**Document text:**
*** Block opens ***
This article is more than 5 years old.

Warner Bros.

The Meg, the aquatic Jason Statham epic, has surpassed all expectations making $157 million globally since its August 10th debut (on its budget of $130 million). Focusing on a deep-sea submersible under attack from a 75-foot long Megalodon at the bottom of the Pacific Ocean, The Meg has proven to be a great success at the box office. The question is: why?

The reasons for The Meg’s successes are myriad, perhaps owed to a perfect storm of favorable phenomena. With an online fanbase supporting the adaptation of the 20-year-old namesake novel, the advertising campaign doubled down on a film that promises fun rather than seriousness. Warner Bros. embraced the campiness of 80’s/90’s creature thrillers from the start, using Bobby Darin’s ‘Beyond the Sea’ in the initial promo, and the result was a great opening turnout.  One other plausible factor in its success, however, is its connection to a very profitable theme in contemporary sci-fi, horror, and superhero films: the rise of an ancient, deadly species--a plot seen in a number of blockbuster films this summer.

Something Ancient This Way Comes

The notion of ancient, deadly species becoming a modern-day threat has at least two main variants (excluding, say, the rise of ancient bacteria): the reemergence of ancient animal species, and the re/emergence of ancient intelligent species.
*** Block closes ***
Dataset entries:
*** Block opens ***
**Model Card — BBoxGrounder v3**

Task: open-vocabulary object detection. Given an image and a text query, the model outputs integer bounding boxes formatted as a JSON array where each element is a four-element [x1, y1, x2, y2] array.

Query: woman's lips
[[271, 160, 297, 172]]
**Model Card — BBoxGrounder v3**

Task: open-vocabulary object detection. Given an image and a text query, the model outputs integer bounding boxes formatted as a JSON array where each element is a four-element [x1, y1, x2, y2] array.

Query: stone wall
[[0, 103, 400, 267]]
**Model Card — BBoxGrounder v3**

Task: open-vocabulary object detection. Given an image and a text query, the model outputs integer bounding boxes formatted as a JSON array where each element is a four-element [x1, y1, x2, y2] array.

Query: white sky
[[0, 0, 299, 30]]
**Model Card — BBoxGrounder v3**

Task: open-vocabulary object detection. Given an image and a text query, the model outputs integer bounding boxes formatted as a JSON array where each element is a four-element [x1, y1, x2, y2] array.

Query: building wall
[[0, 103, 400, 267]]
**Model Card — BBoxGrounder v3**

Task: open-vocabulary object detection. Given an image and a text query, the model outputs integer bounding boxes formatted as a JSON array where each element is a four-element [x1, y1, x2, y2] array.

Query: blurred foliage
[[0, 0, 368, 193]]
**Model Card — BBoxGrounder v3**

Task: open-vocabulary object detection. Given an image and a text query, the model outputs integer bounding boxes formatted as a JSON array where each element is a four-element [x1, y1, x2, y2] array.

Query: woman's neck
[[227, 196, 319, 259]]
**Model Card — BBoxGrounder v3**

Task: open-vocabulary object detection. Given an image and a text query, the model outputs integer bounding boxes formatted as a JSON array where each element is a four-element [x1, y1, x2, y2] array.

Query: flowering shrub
*** Block closes ***
**Assignment 1:** Repeat the article about The Meg from "This article is" to "question is: why?", switching "Pacific Ocean" to "Atlantic Ocean".
**Assignment 2:** According to the article about The Meg, what was the film's budget?
**Assignment 3:** Decide whether each statement agrees with the article about The Meg, answering yes or no and quoting the words that decide it: (a) The Meg debuted on August 10th. (b) The initial promo used a Frank Sinatra song. (c) The novel the film adapts is 20 years old.
These dataset entries were drawn from a separate source, not from the article.

**Problem solution 1:**
This article is more than 5 years old.

Warner Bros.

The Meg, the aquatic Jason Statham epic, has surpassed all expectations making $157 million globally since its August 10th debut (on its budget of $130 million). Focusing on a deep-sea submersible under attack from a 75-foot long Megalodon at the bottom of the Atlantic Ocean, The Meg has proven to be a great success at the box office. The question is: why?

**Problem solution 2:** $130 million

**Problem solution 3:**
(a) Yes: "since its August 10th debut"
(b) No: "using Bobby Darin’s ‘Beyond the Sea’ in the initial promo"
(c) Yes: "the 20-year-old namesake novel"